EXERCISE OBJECTIVE: Reproduce every item below word for word, leaving the pictures out of your answer.

** start of GIVEN ENTRIES **

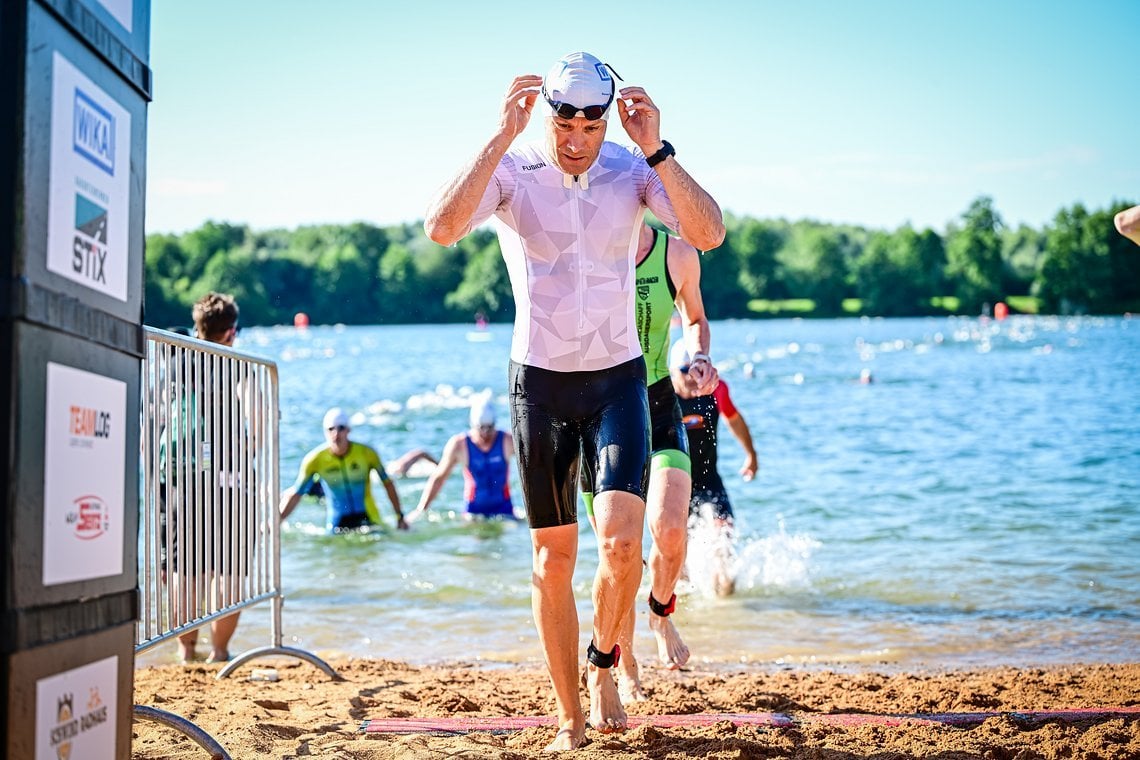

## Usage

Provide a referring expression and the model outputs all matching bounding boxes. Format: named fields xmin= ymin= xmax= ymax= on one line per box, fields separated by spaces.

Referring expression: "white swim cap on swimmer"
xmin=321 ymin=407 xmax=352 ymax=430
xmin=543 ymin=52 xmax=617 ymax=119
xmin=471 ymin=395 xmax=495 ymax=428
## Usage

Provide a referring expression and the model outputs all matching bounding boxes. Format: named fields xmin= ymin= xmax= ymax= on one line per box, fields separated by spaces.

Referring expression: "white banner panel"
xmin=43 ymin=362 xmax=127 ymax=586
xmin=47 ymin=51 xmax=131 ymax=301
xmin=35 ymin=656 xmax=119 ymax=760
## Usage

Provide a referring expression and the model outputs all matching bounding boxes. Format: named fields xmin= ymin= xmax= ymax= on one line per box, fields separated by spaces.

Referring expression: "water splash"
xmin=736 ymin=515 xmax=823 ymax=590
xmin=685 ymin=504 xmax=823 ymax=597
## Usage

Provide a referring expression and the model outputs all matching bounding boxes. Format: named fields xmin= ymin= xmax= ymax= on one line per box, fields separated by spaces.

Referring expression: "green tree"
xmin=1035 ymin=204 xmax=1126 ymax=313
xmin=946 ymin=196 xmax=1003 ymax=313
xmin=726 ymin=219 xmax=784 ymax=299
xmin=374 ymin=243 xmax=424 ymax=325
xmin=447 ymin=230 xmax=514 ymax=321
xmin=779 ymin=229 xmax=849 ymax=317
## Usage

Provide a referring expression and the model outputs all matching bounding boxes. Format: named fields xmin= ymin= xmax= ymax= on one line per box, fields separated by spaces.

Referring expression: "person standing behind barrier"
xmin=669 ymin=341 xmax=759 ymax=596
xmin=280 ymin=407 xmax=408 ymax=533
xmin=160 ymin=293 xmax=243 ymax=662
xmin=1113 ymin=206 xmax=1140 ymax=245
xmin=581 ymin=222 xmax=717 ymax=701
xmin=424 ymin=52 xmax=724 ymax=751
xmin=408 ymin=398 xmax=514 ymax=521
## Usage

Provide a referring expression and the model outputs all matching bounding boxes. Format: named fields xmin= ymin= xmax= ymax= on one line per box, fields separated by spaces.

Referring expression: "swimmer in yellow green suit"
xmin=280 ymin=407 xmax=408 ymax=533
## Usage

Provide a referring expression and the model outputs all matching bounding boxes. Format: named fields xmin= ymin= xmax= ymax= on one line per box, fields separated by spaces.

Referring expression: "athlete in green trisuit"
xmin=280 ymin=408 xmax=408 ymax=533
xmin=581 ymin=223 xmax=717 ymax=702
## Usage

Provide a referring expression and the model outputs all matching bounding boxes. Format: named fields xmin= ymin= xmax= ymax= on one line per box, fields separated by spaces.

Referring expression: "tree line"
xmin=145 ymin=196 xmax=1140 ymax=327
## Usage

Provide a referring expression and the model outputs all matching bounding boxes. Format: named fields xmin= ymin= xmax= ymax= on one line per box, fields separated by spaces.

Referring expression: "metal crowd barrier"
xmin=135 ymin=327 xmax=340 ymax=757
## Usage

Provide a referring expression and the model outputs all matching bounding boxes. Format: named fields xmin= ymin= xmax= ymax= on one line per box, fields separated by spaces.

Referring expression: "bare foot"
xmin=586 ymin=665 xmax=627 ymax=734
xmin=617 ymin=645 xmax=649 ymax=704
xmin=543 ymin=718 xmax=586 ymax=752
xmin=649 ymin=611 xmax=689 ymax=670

** end of GIVEN ENTRIES **

EXERCISE ANSWER:
## Usage

Provide a referring expression and the model outputs all matching bounding boxes. Format: named fields xmin= ymin= xmax= ymax= on one line per box, fields separated by spaces.

Referring expression: "white swim cap on swimmer"
xmin=321 ymin=407 xmax=352 ymax=430
xmin=543 ymin=52 xmax=617 ymax=119
xmin=471 ymin=395 xmax=495 ymax=428
## Usage

Provide a referring expression and the model outputs all matching bounding boxes. Format: named fields xmin= ymin= xmax= ymax= on one line per box, fields separated by spaces.

Referring expression: "white banner panel"
xmin=43 ymin=362 xmax=127 ymax=586
xmin=47 ymin=51 xmax=131 ymax=301
xmin=35 ymin=656 xmax=119 ymax=760
## Usage

Provide a referring expression and the model outputs all matching bounding boxes. Format: named fields xmin= ymin= xmax= ymax= on one line per box, fields separated by spaces.

Referring expression: "water splash"
xmin=736 ymin=515 xmax=823 ymax=590
xmin=685 ymin=504 xmax=823 ymax=597
## Usage

Provide a referring expression and the model outputs all matching bounding boxes. Format: named fields xmin= ymin= xmax= ymax= on one line per box, fields separated by spaces.

Referring expression: "green tree"
xmin=1035 ymin=204 xmax=1126 ymax=313
xmin=946 ymin=196 xmax=1003 ymax=313
xmin=726 ymin=219 xmax=784 ymax=299
xmin=374 ymin=243 xmax=424 ymax=325
xmin=447 ymin=230 xmax=514 ymax=321
xmin=779 ymin=229 xmax=849 ymax=317
## Usage

Provide a referring expression and the model outputs all matching bounding boxes. Format: named fields xmin= ymin= xmax= ymax= on one line per box, fields separated by spaces.

Referring expression: "person standing behind barrier"
xmin=669 ymin=341 xmax=759 ymax=596
xmin=280 ymin=407 xmax=408 ymax=533
xmin=160 ymin=293 xmax=243 ymax=662
xmin=1113 ymin=206 xmax=1140 ymax=245
xmin=581 ymin=222 xmax=717 ymax=701
xmin=424 ymin=52 xmax=724 ymax=751
xmin=408 ymin=398 xmax=514 ymax=521
## Usage

Provide a referring expression and the model outputs all matching bounding boxes. Format: named fields xmin= ymin= xmax= ymax= on one line per box, fields separated by spaces.

Referring expression: "swimmer in yellow green suit"
xmin=280 ymin=407 xmax=408 ymax=533
## Usage

Provide a referring expression and the model outputs all matching bounding boxes. Format: named fields xmin= ymin= xmax= ymax= on one line per box, fields separated by spaces.

Referring expression: "athlete in green trisuit"
xmin=280 ymin=408 xmax=408 ymax=533
xmin=581 ymin=223 xmax=717 ymax=702
## Usage

Provide a referring expression and the model outputs all matching bounding boxes. Format: named fields xmin= ymin= xmax= ymax= on one line per box, fields separated by spaces.

Referring expression: "tree line"
xmin=145 ymin=196 xmax=1140 ymax=327
## Usage

Provide a referring expression and the model outputs all matching bounding boxes. Format: named fields xmin= ymin= xmax= ymax= on one line per box, fields separated by spaces.

Referring expression: "metal crowd barrier"
xmin=135 ymin=327 xmax=340 ymax=757
## Usage

Provide a referring expression and the model outputs all matching bounding boxes. Format: named fields xmin= ymin= xmax= ymax= on one line per box, fields separated by spaces.

Referring expression: "bare foot"
xmin=586 ymin=665 xmax=627 ymax=734
xmin=617 ymin=645 xmax=649 ymax=704
xmin=543 ymin=718 xmax=586 ymax=752
xmin=649 ymin=611 xmax=689 ymax=670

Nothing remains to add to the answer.